Aim of the exercise: Please format everything in the listing below, from the line containing "Check that every instance of the ceiling" down to the line containing "[[751, 156]]", as a JSON list of strings with one string per line and blank lines left out.

Source data:
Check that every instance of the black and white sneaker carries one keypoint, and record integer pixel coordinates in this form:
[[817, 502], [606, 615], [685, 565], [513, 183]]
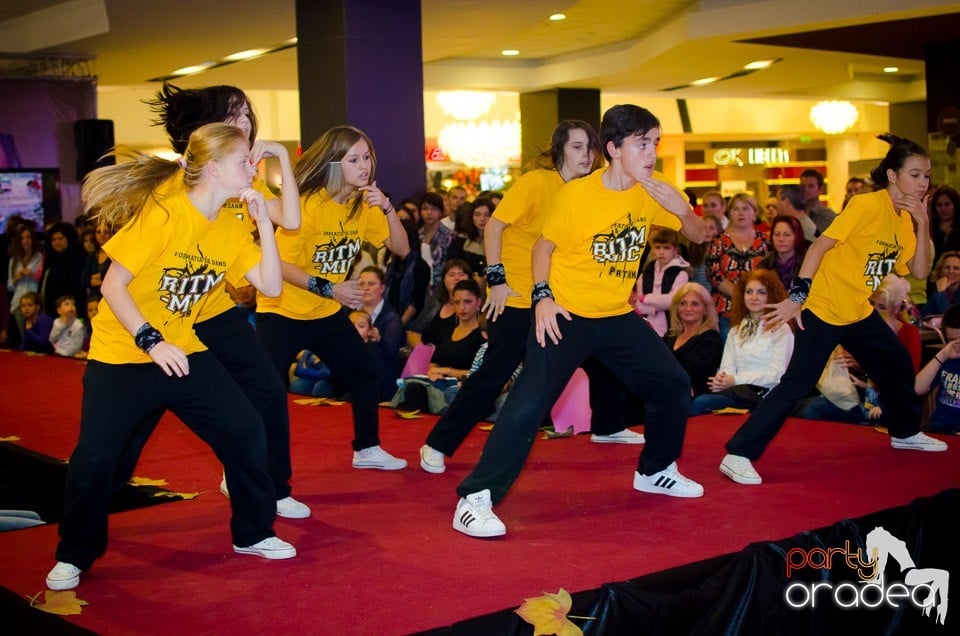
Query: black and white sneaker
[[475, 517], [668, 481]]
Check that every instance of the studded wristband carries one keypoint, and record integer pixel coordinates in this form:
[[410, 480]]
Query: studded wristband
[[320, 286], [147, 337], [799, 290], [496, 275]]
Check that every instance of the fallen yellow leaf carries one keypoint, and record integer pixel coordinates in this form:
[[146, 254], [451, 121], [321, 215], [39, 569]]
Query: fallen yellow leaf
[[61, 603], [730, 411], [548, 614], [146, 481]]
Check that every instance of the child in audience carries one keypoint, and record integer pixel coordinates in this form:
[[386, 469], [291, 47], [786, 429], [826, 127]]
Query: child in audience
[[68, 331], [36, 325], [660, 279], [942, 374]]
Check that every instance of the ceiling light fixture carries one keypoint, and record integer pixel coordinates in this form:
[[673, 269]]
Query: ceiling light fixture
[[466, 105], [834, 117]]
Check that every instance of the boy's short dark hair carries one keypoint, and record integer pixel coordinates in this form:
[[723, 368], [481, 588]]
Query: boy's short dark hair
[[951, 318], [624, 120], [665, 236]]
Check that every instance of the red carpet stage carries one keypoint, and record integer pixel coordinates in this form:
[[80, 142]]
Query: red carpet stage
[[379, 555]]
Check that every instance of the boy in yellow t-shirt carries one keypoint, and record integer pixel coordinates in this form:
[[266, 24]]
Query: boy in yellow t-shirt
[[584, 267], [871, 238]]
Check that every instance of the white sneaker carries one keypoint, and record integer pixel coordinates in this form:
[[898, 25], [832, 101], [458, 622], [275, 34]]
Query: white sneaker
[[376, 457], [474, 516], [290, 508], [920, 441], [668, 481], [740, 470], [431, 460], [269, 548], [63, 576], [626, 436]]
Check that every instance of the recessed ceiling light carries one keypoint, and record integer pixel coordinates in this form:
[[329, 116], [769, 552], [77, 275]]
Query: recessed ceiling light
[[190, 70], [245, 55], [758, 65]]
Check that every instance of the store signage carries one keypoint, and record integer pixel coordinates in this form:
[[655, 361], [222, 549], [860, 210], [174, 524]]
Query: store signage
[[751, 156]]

...

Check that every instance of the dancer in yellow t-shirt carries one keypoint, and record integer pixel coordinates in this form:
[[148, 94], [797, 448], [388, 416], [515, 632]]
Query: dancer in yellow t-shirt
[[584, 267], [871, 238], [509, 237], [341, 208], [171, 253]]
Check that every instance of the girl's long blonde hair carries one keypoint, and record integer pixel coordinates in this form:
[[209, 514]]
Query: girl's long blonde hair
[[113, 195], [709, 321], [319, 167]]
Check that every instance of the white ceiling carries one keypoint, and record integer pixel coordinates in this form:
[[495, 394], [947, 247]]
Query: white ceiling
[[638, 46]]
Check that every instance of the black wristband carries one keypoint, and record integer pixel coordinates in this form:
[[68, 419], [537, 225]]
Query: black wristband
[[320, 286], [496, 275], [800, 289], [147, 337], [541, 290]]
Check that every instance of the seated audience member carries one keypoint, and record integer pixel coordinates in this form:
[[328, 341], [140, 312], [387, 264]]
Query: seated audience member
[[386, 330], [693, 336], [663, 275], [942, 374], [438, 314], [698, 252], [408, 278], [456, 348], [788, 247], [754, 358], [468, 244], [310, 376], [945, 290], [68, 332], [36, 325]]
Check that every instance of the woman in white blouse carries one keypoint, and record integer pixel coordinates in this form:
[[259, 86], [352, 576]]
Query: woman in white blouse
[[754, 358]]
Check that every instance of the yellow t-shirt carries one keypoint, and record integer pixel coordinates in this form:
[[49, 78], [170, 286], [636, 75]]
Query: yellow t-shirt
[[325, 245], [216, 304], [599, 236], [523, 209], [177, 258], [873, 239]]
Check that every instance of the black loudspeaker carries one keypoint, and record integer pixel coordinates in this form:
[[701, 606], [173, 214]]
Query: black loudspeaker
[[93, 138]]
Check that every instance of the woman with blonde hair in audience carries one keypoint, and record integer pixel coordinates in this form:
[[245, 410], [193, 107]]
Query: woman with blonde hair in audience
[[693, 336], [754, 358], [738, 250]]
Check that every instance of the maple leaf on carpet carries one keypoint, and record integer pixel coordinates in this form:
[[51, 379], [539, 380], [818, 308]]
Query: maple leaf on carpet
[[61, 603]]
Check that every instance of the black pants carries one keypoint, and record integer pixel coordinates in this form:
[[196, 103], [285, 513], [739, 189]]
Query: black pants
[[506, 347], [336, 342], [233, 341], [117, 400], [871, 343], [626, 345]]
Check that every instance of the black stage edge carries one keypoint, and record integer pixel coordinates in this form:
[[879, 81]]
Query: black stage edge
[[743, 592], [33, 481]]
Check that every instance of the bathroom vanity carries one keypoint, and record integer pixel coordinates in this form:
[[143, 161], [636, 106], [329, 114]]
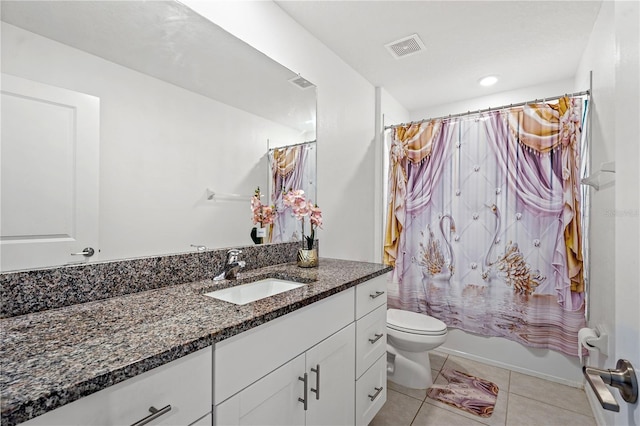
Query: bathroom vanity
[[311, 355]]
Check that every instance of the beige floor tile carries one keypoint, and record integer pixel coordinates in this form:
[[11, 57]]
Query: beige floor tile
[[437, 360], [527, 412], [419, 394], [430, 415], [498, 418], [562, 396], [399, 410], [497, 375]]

Output for this exercise:
[
  "Check that every instance of the ceiling light fixture carries one keypoint, and record integer pixel coordinates in this form:",
  "[[673, 269]]",
  "Query: ceiling light fixture",
  "[[466, 105], [834, 117]]",
  "Check that every instance of the boy's short dark hair carries one keypoint, and record integer pixel coordinates in this form:",
  "[[723, 368], [481, 588]]",
  "Query: boy's short dark hair",
  "[[951, 318], [624, 120], [665, 236]]",
  "Check that every instance of the red carpet stage carries one keypoint, and record integer pixel coordinates in this form:",
  "[[80, 142]]",
  "Query: red carpet stage",
  "[[379, 555]]",
  "Check that every instance of the boy in yellow t-shirt carries one keypoint, and record integer pixel coordinates in this form:",
  "[[266, 24]]",
  "Query: boy in yellow t-shirt",
  "[[584, 267], [871, 238]]",
  "Check that every instance of the white sneaker carries one keypoint, and record integer pixel coordinates in this form:",
  "[[898, 25], [832, 101], [458, 622], [275, 34]]",
  "Query: white sneaker",
  "[[376, 457], [474, 516], [290, 508], [920, 441], [668, 481], [740, 470], [431, 460], [269, 548], [63, 576], [626, 436]]",
  "Check that every instance of the recessed ceiling light carries one keypoint, and record integer pixel coordinates in this form:",
  "[[329, 116], [769, 552], [77, 275]]",
  "Query: recessed ceiling light",
  "[[190, 70], [245, 55], [758, 65]]",
  "Check that every instance of the store signage carries one keypoint, and record integer pixel coordinates in this form:",
  "[[655, 361], [222, 549], [860, 210], [174, 524]]",
  "Query: store signage",
  "[[751, 156]]"
]